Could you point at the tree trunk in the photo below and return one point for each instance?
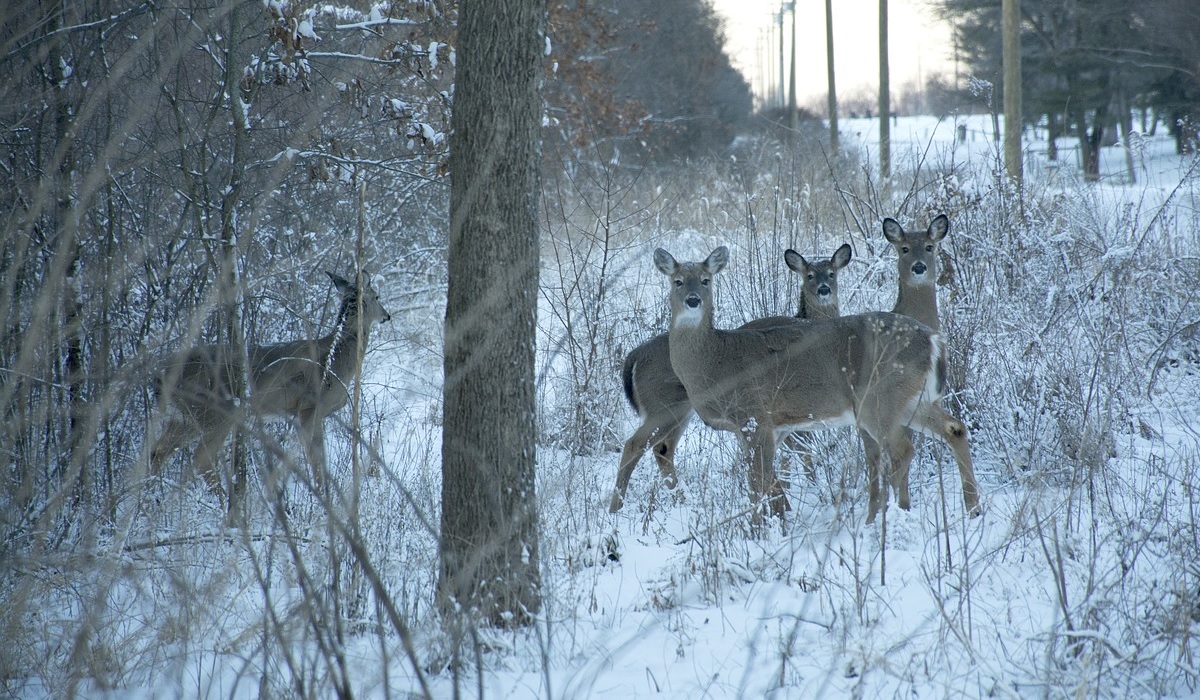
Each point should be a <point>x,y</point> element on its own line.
<point>832,96</point>
<point>489,550</point>
<point>885,96</point>
<point>1012,51</point>
<point>1053,131</point>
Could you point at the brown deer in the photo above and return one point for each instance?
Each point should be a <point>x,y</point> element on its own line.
<point>882,372</point>
<point>917,298</point>
<point>304,381</point>
<point>658,396</point>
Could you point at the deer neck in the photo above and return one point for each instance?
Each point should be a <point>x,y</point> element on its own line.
<point>918,301</point>
<point>814,311</point>
<point>342,348</point>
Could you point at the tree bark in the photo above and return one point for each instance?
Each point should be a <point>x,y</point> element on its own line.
<point>489,550</point>
<point>1012,59</point>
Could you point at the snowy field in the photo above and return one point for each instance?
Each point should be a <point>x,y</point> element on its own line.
<point>1072,323</point>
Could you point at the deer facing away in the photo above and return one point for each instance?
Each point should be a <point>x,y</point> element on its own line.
<point>304,381</point>
<point>882,372</point>
<point>658,395</point>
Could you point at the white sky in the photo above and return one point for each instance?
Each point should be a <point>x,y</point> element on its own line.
<point>919,43</point>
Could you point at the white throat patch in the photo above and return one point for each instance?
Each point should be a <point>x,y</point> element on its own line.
<point>689,317</point>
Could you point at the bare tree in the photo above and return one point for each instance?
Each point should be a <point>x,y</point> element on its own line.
<point>885,96</point>
<point>489,556</point>
<point>1013,119</point>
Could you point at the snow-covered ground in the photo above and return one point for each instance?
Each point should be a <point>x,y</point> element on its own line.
<point>1080,579</point>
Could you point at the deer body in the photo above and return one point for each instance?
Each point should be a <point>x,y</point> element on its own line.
<point>879,371</point>
<point>304,381</point>
<point>659,396</point>
<point>916,298</point>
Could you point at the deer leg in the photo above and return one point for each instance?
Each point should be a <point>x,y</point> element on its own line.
<point>951,430</point>
<point>635,447</point>
<point>665,449</point>
<point>899,462</point>
<point>876,495</point>
<point>802,444</point>
<point>664,434</point>
<point>213,438</point>
<point>763,482</point>
<point>312,431</point>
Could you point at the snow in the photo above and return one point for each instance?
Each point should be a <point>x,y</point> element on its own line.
<point>675,597</point>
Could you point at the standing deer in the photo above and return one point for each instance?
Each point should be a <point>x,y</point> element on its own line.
<point>304,381</point>
<point>881,372</point>
<point>654,390</point>
<point>916,298</point>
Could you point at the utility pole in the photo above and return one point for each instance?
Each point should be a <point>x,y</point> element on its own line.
<point>885,97</point>
<point>792,117</point>
<point>832,99</point>
<point>1012,58</point>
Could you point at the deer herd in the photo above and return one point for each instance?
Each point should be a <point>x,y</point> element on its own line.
<point>882,372</point>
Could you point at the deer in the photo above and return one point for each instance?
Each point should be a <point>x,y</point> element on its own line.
<point>881,372</point>
<point>655,393</point>
<point>916,298</point>
<point>304,381</point>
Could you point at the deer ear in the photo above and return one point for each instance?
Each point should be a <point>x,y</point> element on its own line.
<point>664,262</point>
<point>717,259</point>
<point>893,231</point>
<point>939,227</point>
<point>841,256</point>
<point>795,261</point>
<point>340,282</point>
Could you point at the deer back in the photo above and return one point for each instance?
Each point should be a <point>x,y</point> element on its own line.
<point>792,374</point>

——————

__TASK__: Omit the pictures; set down each record exactly.

__ANSWER TO THIS PROBLEM__:
Could you point at the tree trunk in the photo below and return one point for each instance?
Each point should be a <point>x,y</point> element on its own line.
<point>832,96</point>
<point>489,550</point>
<point>885,96</point>
<point>1012,51</point>
<point>1053,131</point>
Could you point at the brown deer in the photo above and return one point for each instance?
Each point should be a <point>x,y</point> element on its own line.
<point>882,372</point>
<point>917,298</point>
<point>304,381</point>
<point>658,396</point>
Could you point at the deer neck in the photo above and return one point for each instance?
Each point should be a <point>x,y</point> element on its own line.
<point>918,301</point>
<point>814,311</point>
<point>342,348</point>
Could you point at the tree bark in the photo above and return one point for each instance?
Each point should be a <point>x,y</point> element on its own line.
<point>489,550</point>
<point>1012,59</point>
Could you point at the snowy field in the photo above and return one point for each instance?
Each point should be a <point>x,y</point> element on its own line.
<point>1072,323</point>
Could you point at the deer facing away in the photo above and return one point for each instance?
Each point should be a <point>x,y</point> element on its own line.
<point>304,381</point>
<point>882,372</point>
<point>658,395</point>
Could you point at the white sky in the photo above and return one point for each instance?
Each point should be a <point>x,y</point> element on its own line.
<point>919,43</point>
Could you point at the white throat patch in the photo above and return one point for each instance?
Each point should be a <point>x,y</point> element on its own line.
<point>689,317</point>
Could you point at the bare tree in the photo above and return one point for each instance?
Each point should be a <point>x,y</point> element on its own line.
<point>885,96</point>
<point>489,556</point>
<point>1013,119</point>
Could you point at the snow-covered ground in the photo above and return one point for each instance?
Each point should be a <point>x,y</point> element on its own line.
<point>1080,579</point>
Could you point at the deer body in the photo above and return one point for each instance?
Each point should be a <point>x,y</point> element on its own line.
<point>879,371</point>
<point>304,381</point>
<point>659,396</point>
<point>916,298</point>
Could you point at the deer leg in the photo above and return one point for each instance?
Each point should be a <point>x,y</point> element on its own line.
<point>951,430</point>
<point>635,447</point>
<point>665,449</point>
<point>899,462</point>
<point>876,495</point>
<point>802,444</point>
<point>664,434</point>
<point>213,438</point>
<point>763,482</point>
<point>312,431</point>
Could you point at the snow in the photo above and return one point for each instance?
Each point should be a <point>x,y</point> element on its own line.
<point>675,597</point>
Could you point at the standing deer in the photo above and return one point for each instance?
Each point should be a <point>x,y</point> element on its own line.
<point>304,381</point>
<point>881,372</point>
<point>654,390</point>
<point>916,298</point>
Could you point at the utility pole in the photo above and return one point for each instance?
Each point should be a <point>x,y</point> element on its own line.
<point>885,97</point>
<point>792,117</point>
<point>832,99</point>
<point>1012,58</point>
Could you point at the deer herd in the photo above and return one point for each instance?
Each point should be a <point>x,y</point> element on its own line.
<point>882,372</point>
Could you point at the deer in the photo above and return one point for each instance?
Each point should be a <point>x,y</point> element on its own line.
<point>881,372</point>
<point>655,393</point>
<point>916,298</point>
<point>304,381</point>
Could you point at the deer ear in the photo above and return one point for each instance?
Each point should be a <point>x,y</point> element on its own line.
<point>664,262</point>
<point>717,259</point>
<point>893,231</point>
<point>939,227</point>
<point>841,256</point>
<point>795,261</point>
<point>340,282</point>
Could you point at the deer back in the photo above and return one point for each instance?
Each point should be a <point>x,y</point> element on its own line.
<point>792,374</point>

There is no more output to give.